TASK INPUT Block Start
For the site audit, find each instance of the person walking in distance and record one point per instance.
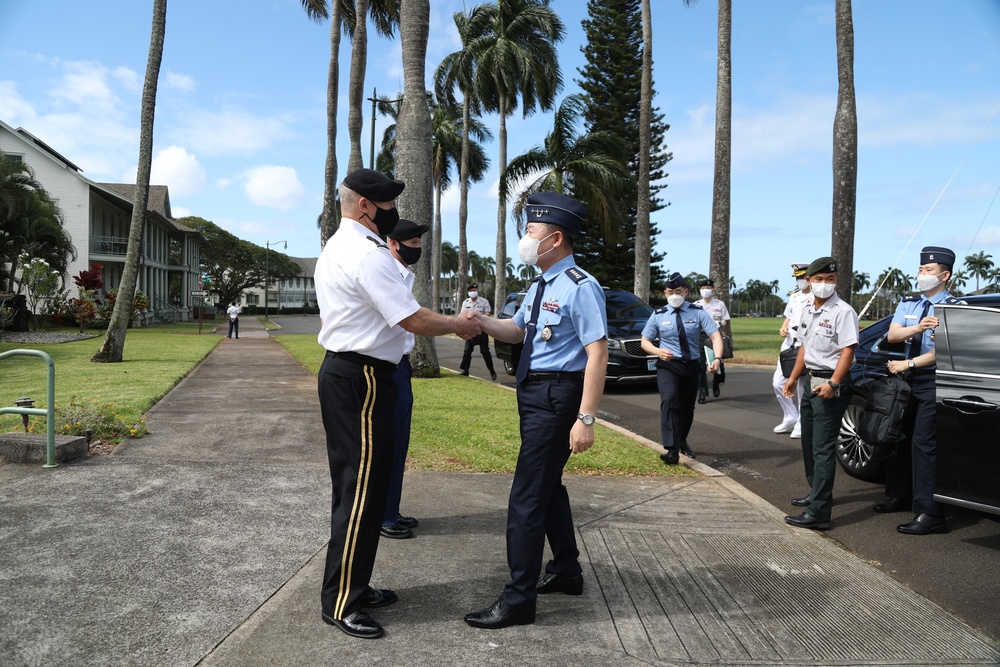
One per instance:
(482, 306)
(829, 331)
(366, 310)
(910, 473)
(560, 381)
(797, 300)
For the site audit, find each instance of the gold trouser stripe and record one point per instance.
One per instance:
(360, 495)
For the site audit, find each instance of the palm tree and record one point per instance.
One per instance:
(591, 167)
(979, 266)
(845, 149)
(113, 347)
(513, 43)
(718, 264)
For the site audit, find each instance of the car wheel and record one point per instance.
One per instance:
(856, 456)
TASK INPUT Block End
* **PROBLEM DETAILS**: Drop the images and repeat the data exactly.

* **WRITTEN RESPONSE**:
For the site audit, find each instance of the person walking in distance and record one point per instance.
One per instance:
(482, 306)
(829, 331)
(366, 310)
(910, 473)
(560, 381)
(797, 300)
For the site audit, find each instance of the gold trouser stripe and record one point per instance.
One per instance:
(360, 495)
For the site audit, find each instance of the palm tree and record one point per instance.
One per instance:
(591, 167)
(979, 266)
(845, 149)
(113, 347)
(513, 43)
(718, 264)
For the site audit, find each instance of the car wheel and record one point per instance.
One per instance:
(856, 456)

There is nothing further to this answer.